**Dataset excerpts**
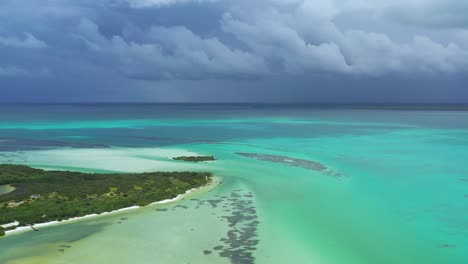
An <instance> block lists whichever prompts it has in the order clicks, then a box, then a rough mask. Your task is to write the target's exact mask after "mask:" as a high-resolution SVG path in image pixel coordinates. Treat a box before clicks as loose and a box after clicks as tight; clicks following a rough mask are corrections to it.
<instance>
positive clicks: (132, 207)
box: [0, 176, 221, 239]
mask: <svg viewBox="0 0 468 264" xmlns="http://www.w3.org/2000/svg"><path fill="white" fill-rule="evenodd" d="M212 179H213V180H212V182H211V183H209V184H207V185H204V186H201V187H198V188H193V189H190V190H187V191H186V192H185V193H181V194H179V195H177V196H176V197H174V198H171V199H165V200H161V201H156V202H153V203H150V204H148V205H145V206H138V205H134V206H130V207H124V208H121V209H117V210H114V211H110V212H103V213H100V214H89V215H84V216H77V217H72V218H69V219H66V220H62V221H57V220H55V221H50V222H45V223H39V224H35V225H31V226H19V227H17V228H15V229H13V230H6V231H5V235H4V236H3V237H7V236H11V235H15V234H22V233H24V232H29V231H34V229H33V228H32V227H34V228H36V229H39V228H43V227H48V226H54V225H58V224H67V223H70V222H74V221H79V220H83V219H90V218H94V217H99V216H106V215H109V214H115V213H120V212H125V211H129V210H134V209H140V208H145V207H149V206H153V205H162V204H169V203H173V202H177V201H179V200H182V199H183V198H185V196H187V195H189V194H193V193H196V192H198V191H202V190H204V189H211V188H215V187H216V186H218V185H219V184H220V182H221V179H220V178H218V177H215V176H213V177H212ZM0 239H1V238H0Z"/></svg>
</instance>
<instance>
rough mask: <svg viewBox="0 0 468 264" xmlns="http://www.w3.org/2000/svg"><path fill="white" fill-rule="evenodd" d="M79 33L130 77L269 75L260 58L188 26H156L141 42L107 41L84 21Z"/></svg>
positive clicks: (179, 78)
mask: <svg viewBox="0 0 468 264" xmlns="http://www.w3.org/2000/svg"><path fill="white" fill-rule="evenodd" d="M79 30H80V31H81V34H82V36H83V39H84V41H85V43H86V45H87V46H88V47H89V48H90V49H92V50H94V51H105V52H106V53H107V54H110V55H111V56H114V57H115V58H116V59H117V60H118V61H119V62H120V69H121V71H122V72H123V73H124V74H126V75H127V76H129V77H131V78H138V79H208V78H253V77H257V76H259V75H264V74H266V73H267V68H266V66H265V64H264V63H263V61H262V59H261V58H258V57H256V56H254V55H252V54H250V53H248V52H245V51H241V50H238V49H234V48H230V47H228V46H226V45H225V44H223V43H222V42H221V41H219V40H218V39H217V38H202V37H200V36H198V35H196V34H194V33H193V32H192V31H190V30H189V29H187V28H186V27H161V26H153V27H151V28H150V29H149V30H147V31H145V32H144V35H145V39H146V41H142V42H136V41H129V40H126V39H125V38H124V37H123V36H120V35H116V36H113V37H111V38H110V39H106V38H105V37H104V36H103V35H102V34H101V33H100V32H99V29H98V27H97V26H96V25H95V24H94V23H93V22H91V21H89V20H82V21H81V23H80V25H79Z"/></svg>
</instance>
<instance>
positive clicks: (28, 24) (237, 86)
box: [0, 0, 468, 103]
mask: <svg viewBox="0 0 468 264" xmlns="http://www.w3.org/2000/svg"><path fill="white" fill-rule="evenodd" d="M467 13H468V2H466V1H457V0H408V1H403V0H374V1H372V0H353V1H351V0H349V1H346V0H342V1H340V0H257V1H247V0H94V1H92V0H81V1H72V0H43V1H39V0H24V1H15V0H4V1H2V4H1V8H0V20H1V21H2V23H1V25H0V92H1V94H2V95H1V96H0V102H13V101H23V102H51V101H52V102H54V101H55V102H60V101H67V102H72V101H76V102H78V101H152V102H252V101H253V102H296V101H297V102H317V103H329V102H337V103H369V102H401V103H408V102H421V103H425V102H428V103H435V102H441V103H449V102H457V103H468V88H467V86H468V16H467V15H466V14H467Z"/></svg>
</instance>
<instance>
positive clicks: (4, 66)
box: [0, 66, 50, 77]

**Problem requirements**
All the data above is to be transcribed exactly, with no pictures included.

**Response**
An <instance> block lists whichever prompts it has in the order clicks, then a box, then a rough mask. Your task is to write the target's exact mask after "mask:" as a high-resolution SVG path in image pixel coordinates. Treat a box before clicks as loose and a box after clicks as tight; clicks following a rough mask are corrections to it.
<instance>
positive clicks: (132, 207)
box: [0, 176, 221, 239]
mask: <svg viewBox="0 0 468 264" xmlns="http://www.w3.org/2000/svg"><path fill="white" fill-rule="evenodd" d="M212 179H213V180H212V182H211V183H209V184H207V185H204V186H201V187H198V188H193V189H190V190H187V191H186V192H185V193H181V194H179V195H177V196H176V197H174V198H171V199H165V200H161V201H156V202H153V203H150V204H148V205H145V206H138V205H134V206H130V207H124V208H121V209H117V210H114V211H110V212H103V213H100V214H89V215H84V216H77V217H72V218H69V219H66V220H62V221H57V220H55V221H50V222H45V223H39V224H35V225H31V226H19V227H17V228H15V229H13V230H6V231H5V235H4V236H3V237H7V236H11V235H15V234H22V233H24V232H29V231H34V229H33V228H32V227H34V228H36V229H39V228H43V227H48V226H54V225H58V224H67V223H70V222H74V221H79V220H83V219H90V218H94V217H99V216H106V215H109V214H115V213H120V212H125V211H129V210H134V209H140V208H145V207H149V206H153V205H162V204H169V203H173V202H177V201H179V200H182V199H183V198H185V196H187V195H189V194H193V193H196V192H198V191H202V190H204V189H211V188H215V187H216V186H218V185H219V184H220V182H221V179H220V178H218V177H215V176H213V177H212ZM0 239H1V238H0Z"/></svg>
</instance>
<instance>
rough mask: <svg viewBox="0 0 468 264" xmlns="http://www.w3.org/2000/svg"><path fill="white" fill-rule="evenodd" d="M79 33L130 77L269 75L260 58L188 26H156L141 42L107 41L84 21Z"/></svg>
positive clicks: (179, 78)
mask: <svg viewBox="0 0 468 264" xmlns="http://www.w3.org/2000/svg"><path fill="white" fill-rule="evenodd" d="M79 30H80V31H81V34H82V36H83V39H84V41H85V43H86V45H87V46H88V47H89V48H90V49H92V50H94V51H105V52H106V53H107V54H110V55H111V56H114V57H115V58H116V59H117V60H118V61H119V62H120V69H121V71H122V72H123V73H124V74H126V75H127V76H129V77H131V78H138V79H208V78H253V77H257V76H259V75H264V74H266V73H267V68H266V66H265V64H264V63H263V61H262V59H261V58H258V57H256V56H254V55H252V54H250V53H248V52H245V51H241V50H238V49H234V48H230V47H228V46H226V45H225V44H223V43H222V42H221V41H219V40H218V39H217V38H202V37H200V36H198V35H196V34H194V33H193V32H192V31H190V30H189V29H187V28H186V27H161V26H153V27H151V28H150V29H149V30H147V31H145V32H144V35H145V39H146V41H142V42H136V41H129V40H126V39H125V38H124V37H123V36H120V35H116V36H113V37H111V38H110V39H106V38H105V37H104V36H103V35H102V34H101V33H100V32H99V29H98V27H97V26H96V25H95V24H94V23H93V22H91V21H89V20H82V21H81V23H80V25H79Z"/></svg>
</instance>
<instance>
positive clicks: (28, 24) (237, 86)
box: [0, 0, 468, 103]
mask: <svg viewBox="0 0 468 264" xmlns="http://www.w3.org/2000/svg"><path fill="white" fill-rule="evenodd" d="M467 13H468V2H466V1H457V0H408V1H403V0H374V1H372V0H353V1H351V0H349V1H346V0H342V1H340V0H257V1H247V0H94V1H92V0H81V1H72V0H43V1H39V0H24V1H15V0H4V1H2V4H1V8H0V20H1V21H2V23H1V25H0V92H1V94H2V95H1V96H0V102H13V101H23V102H51V101H52V102H54V101H55V102H60V101H67V102H72V101H76V102H78V101H152V102H252V101H253V102H296V101H297V102H317V103H329V102H337V103H369V102H401V103H408V102H421V103H425V102H428V103H435V102H441V103H449V102H457V103H468V88H467V86H468V16H467V15H466V14H467Z"/></svg>
</instance>
<instance>
positive clicks: (4, 66)
box: [0, 66, 50, 77]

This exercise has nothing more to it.